▸ Goal A
Write out everything in the PISA article text from "PISA Science Contextualized" down to "cognitive demands, validity.".
▸ Goal B
List every keyword given in the PISA article text.
▸ Goal C
Continue the PISA article text after its last sentence.

PISA Science Contextualized Items: The Link between the Cognitive Demands and Context Characteristics of the Items

Authors

  • Maria Araceli Ruiz-Primo Stanford University
  • Min Li University of Washington

DOI:

https://doi.org/10.7203/relieve.22.1.8280

Keywords:

PISA, science items, context characteristics of the items, cognitive demands, validity.

Abstract

The ubiquitous use of contexts in test items is based on the premise that contextualizing items is an effective strategy to test whether students can apply or transfer their knowledge. In this paper, we continue a research agenda focusing on testing this premise. We present a study of the context characteristics in a sample of 2006 and 2009 PISA science items and how these characteristics as well as student performance may be related to the cognitive demands of the items. The study was guided by two research questions: (1) What are the cognitive demands of the sampled PISA contextualized items and what is the students’ performance linked to these items? (2)  Are the items’ cognitive demands associated with certain characteristics of the contexts of the items that proved to be linked to students’ performance? Using 52 released and secured PISA science items, we captured information about three context dimensions of items, level of abstraction, resources, and nature of the context, and the cognitive demands of the items. A multinomial logistic regression with cognitive demand as the outcome variable, context characteristics as the predictors, and percent of correct responses as the covariant indicated that certain context characteristics are linked to the cognitive demands of items. For example, we found that items in which contexts involve only concrete ideas were associated with items with low cognitive demands; these items are unlikely to require content knowledge to be responded. We also found that the type of resource (e.g., tables, graphs) was associated with the cognitive demands of the items: schematic representations seem to be linked to items tapping procedural knowledge rather than to items tapping declarative or schematic knowledge. We concluded that further research is needed to better understand the influence that context characteristics have on the cognitive processes in which students are asked to engage and in their performance.

▸ Dataset section
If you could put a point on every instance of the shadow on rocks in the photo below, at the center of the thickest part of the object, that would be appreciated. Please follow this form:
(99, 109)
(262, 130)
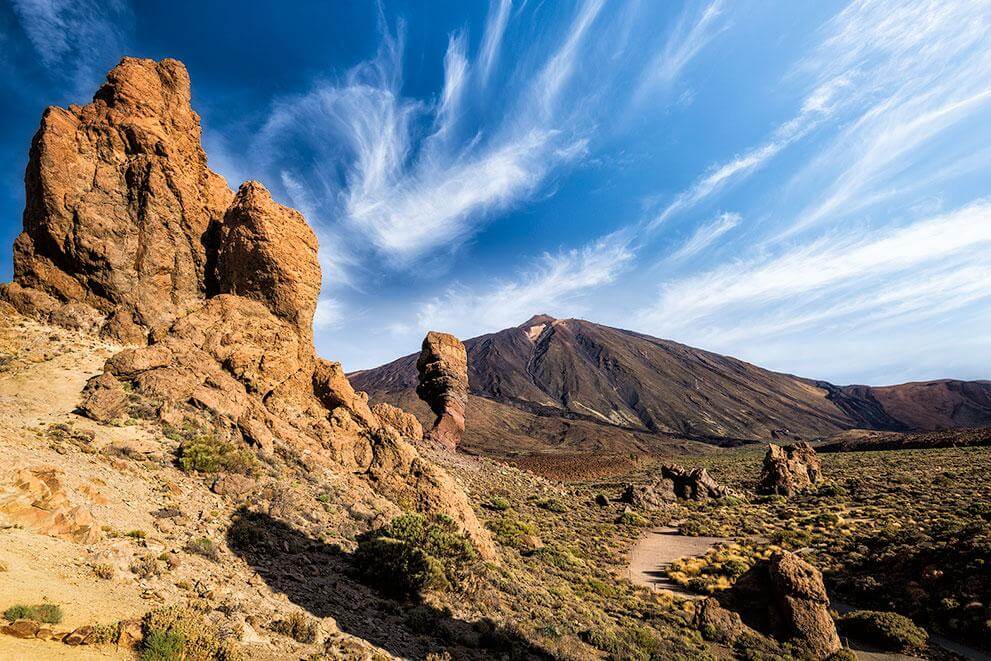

▸ Exercise response A
PISA Science Contextualized Items: The Link between the Cognitive Demands and Context Characteristics of the Items

Authors

  • Maria Araceli Ruiz-Primo Stanford University
  • Min Li University of Washington

DOI:

https://doi.org/10.7203/relieve.22.1.8280

Keywords:

PISA, science items, context characteristics of the items, cognitive demands, validity.

▸ Exercise response B
PISA, science items, context characteristics of the items, cognitive demands, validity

▸ Exercise response C
Key-words: PISA, science items, context characteristics of the Items, cognitive demands, validity.

Author Biographies

Maria Araceli Ruiz-Primo, Stanford University

is an associate professor at the Graduate School of Education at Stanford University. Her work, funded mainly by the National Science Foundation and the Institute of Education Sciences, examines the assessment of student learning both in the classroom and in large-scale assessment programs and classroom assessment practices. Her publications address the development and evaluation of diverse learning assessment strategies (e.g., concept maps and stu­dents’ science notebooks), and the study of teach­ers’ informal and formal formative assessment practices (e.g., the use of assessment conversa­tions and embedded assessments). Her recent work focuses on the development and validation of assessments that are instructionally sensitive and instruments intended to measure teachers’ formative assess­ment practices. Her address is: Graduate School of Education. 485 Lasuen Mall. Stanford University, Stanford, CA

Min Li, University of Washington

is associate professor at College of Education, University of Washington, Seattle. She is interested in understanding how student learning can be accurately and adequately assessed both in large-scale testing and classroom settings. Her work reflects a combination of cognitive science and psychometric approaches in various projects, including examining the cognitive demands of large-scale science items, using science notebooks as assessment tools, parameterizing the design of contextualized tasks, analyzing teachers’ classroom assessment practices, and validating complex performance-based tasks for teachers and educational leaders. Her address is: University of Washington ? College of Education. Seattle, WA 98195-3600.

References

Ahmed, A., & Pollitt, A. (1999). Curriculum demands and question difficulty. Paper presented at the International Association of Educational Assessment Conference (IAEA), Slovenia.

Ahmed, A., & Pollitt, A. (2000). Observing context in action. Paper presented at the International Association of Educational Assessment Conference (IAEA), Jerusalem, Israel.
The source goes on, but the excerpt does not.